_Passage shown_

^^^^

Tuesday, June 11, 2013
Henry Cecil dies at age 70
By Ron Mitchell
Sir Henry Cecil, one of the most prominent international horse trainers over the last four decades, died June 11 at age 70.
A statement on Cecil's website June 11 states: "It is with great sadness that Warren Place Stables confirms the passing of Sir Henry Cecil earlier this morning.
"Following communication with the British Horseracing Authority, a temporary license will be allocated to Lady Cecil," the statement on Cecil's website said. "No further update is anticipated this afternoon."
The self-effacing Cecil, who was respected by his peers and well-liked by the racing public, won the British training title 10 times and was the all-time leading trainer at Royal Ascot with 75 winners. He was knighted by Queen Elizabeth II in 2011.
Cecil was born in Aberdeen, Scotland, on Jan. 11, 1943, six weeks after his father, a member of the Parachute Regiment, was killed, according to the Racing Post. Cecil was raised at the Freemason Lodge of his stepfather -- five-time leading British trainer Sir Cecil Boyd-Rochfort -- and was an assistant to his stepfather until Boyd-Rochfort's retirement in 1968 at age 81. Cecil took out his license in 1969.

^^^^

_Task instructions_
Write a continuation of the article on Henry Cecil's death, starting right after its last sentence. The data that follows is not needed for anything here.

_Data shown_
^^^^

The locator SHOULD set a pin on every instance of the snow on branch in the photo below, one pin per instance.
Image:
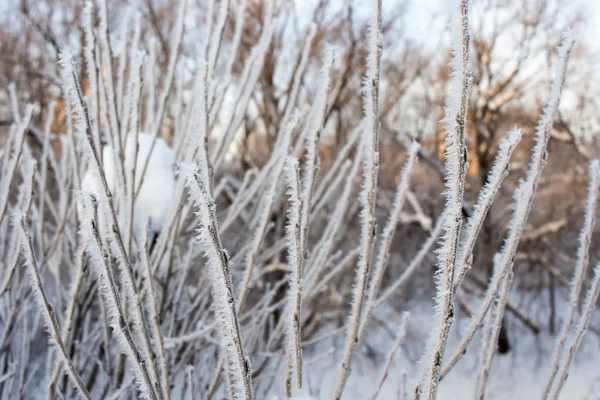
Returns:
(240, 372)
(370, 155)
(295, 260)
(524, 194)
(456, 169)
(579, 272)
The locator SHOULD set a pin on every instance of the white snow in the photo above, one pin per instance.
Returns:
(156, 193)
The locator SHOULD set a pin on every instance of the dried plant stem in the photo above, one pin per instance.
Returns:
(456, 168)
(48, 310)
(583, 254)
(296, 260)
(368, 195)
(240, 372)
(524, 198)
(492, 330)
(392, 355)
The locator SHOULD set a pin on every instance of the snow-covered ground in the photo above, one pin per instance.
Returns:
(520, 374)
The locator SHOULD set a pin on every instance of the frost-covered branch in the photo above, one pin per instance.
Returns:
(456, 169)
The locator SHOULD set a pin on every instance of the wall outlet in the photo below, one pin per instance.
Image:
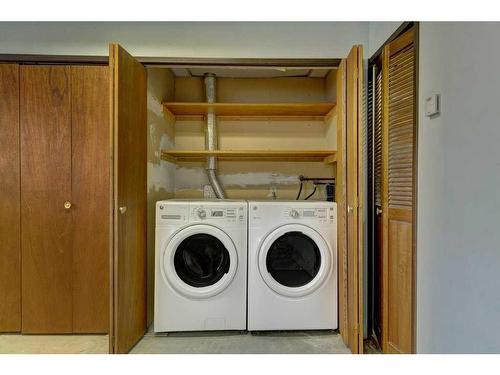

^^^^

_Task response_
Cecil won his first classic in 1973 when Cloonagh took the Irish Two Thousand Guineas and took his first British classic with Two Thousand Guineas (Eng-I) winner Bolkonski two years later.
Among Cecil's many accomplishments were saddling four winners of the Epsom Derby -- Slip Anchor, Reference Point, Commander in Chief, and Oath -- and winning the Epsom Oaks eight times.
He also won the prestigious One Thousand Guineas six times, the Two Thousand Guineas three times and the St. Leger four times.
Additional top-class horses trained by Cecil included Twice Over, Beat Hollow, Bosra Sham, Royal Anthem, Chester House, and Dr Fong.
In addition to his British success, Cecil won six classics in Ireland and three in France.
In the U.S., Cecil saddled Juddmonte Farms' Midday to win the 2009 Breeders' Cup Filly & Mare Turf.
After revealing that he was suffering from stomach cancer in 2006, Cecil went on to achieve the greatest training feat in his career with the deft management of Juddmonte's Frankel, the world's top-ranked horse when he was retired last year after winning all 14 of his starts.
Cecil, who was the uncle of Southern California-based trainer Ben Cecil, is survived by his wife, Jane, and three children -- Katie, Noel, and Jake.